- Directive
Render every line of the items below as a Markdown table with the columns No. and Line, numbering the rows in order and omitting any blank lines.

- Data rows
##############################

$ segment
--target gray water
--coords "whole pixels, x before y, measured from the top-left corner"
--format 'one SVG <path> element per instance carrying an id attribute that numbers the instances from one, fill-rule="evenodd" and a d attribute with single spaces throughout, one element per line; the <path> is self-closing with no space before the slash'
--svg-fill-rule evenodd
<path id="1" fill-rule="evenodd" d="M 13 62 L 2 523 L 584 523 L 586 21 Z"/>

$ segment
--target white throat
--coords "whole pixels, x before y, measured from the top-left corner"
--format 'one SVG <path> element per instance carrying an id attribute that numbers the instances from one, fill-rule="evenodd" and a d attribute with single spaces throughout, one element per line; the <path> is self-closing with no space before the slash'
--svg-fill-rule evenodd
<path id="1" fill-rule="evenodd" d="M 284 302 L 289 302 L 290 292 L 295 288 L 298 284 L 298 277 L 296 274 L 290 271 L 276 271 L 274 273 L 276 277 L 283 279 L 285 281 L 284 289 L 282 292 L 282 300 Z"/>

##############################

- Result
| No. | Line |
|---|---|
| 1 | $ segment |
| 2 | --target gray water |
| 3 | --coords "whole pixels, x before y, measured from the top-left corner" |
| 4 | --format 'one SVG <path> element per instance carrying an id attribute that numbers the instances from one, fill-rule="evenodd" and a d attribute with single spaces throughout, one element per line; the <path> is self-closing with no space before the slash' |
| 5 | --svg-fill-rule evenodd |
| 6 | <path id="1" fill-rule="evenodd" d="M 13 62 L 2 523 L 584 523 L 586 21 Z"/> |
| 7 | $ segment |
| 8 | --target white throat |
| 9 | --coords "whole pixels, x before y, measured from the top-left corner" |
| 10 | --format 'one SVG <path> element per instance carrying an id attribute that numbers the instances from one, fill-rule="evenodd" and a d attribute with single spaces throughout, one element per line; the <path> is self-closing with no space before the slash' |
| 11 | --svg-fill-rule evenodd |
| 12 | <path id="1" fill-rule="evenodd" d="M 284 302 L 289 302 L 290 292 L 295 288 L 298 284 L 298 277 L 296 274 L 290 271 L 276 271 L 274 273 L 276 277 L 283 279 L 285 281 L 284 289 L 282 292 L 282 300 Z"/> |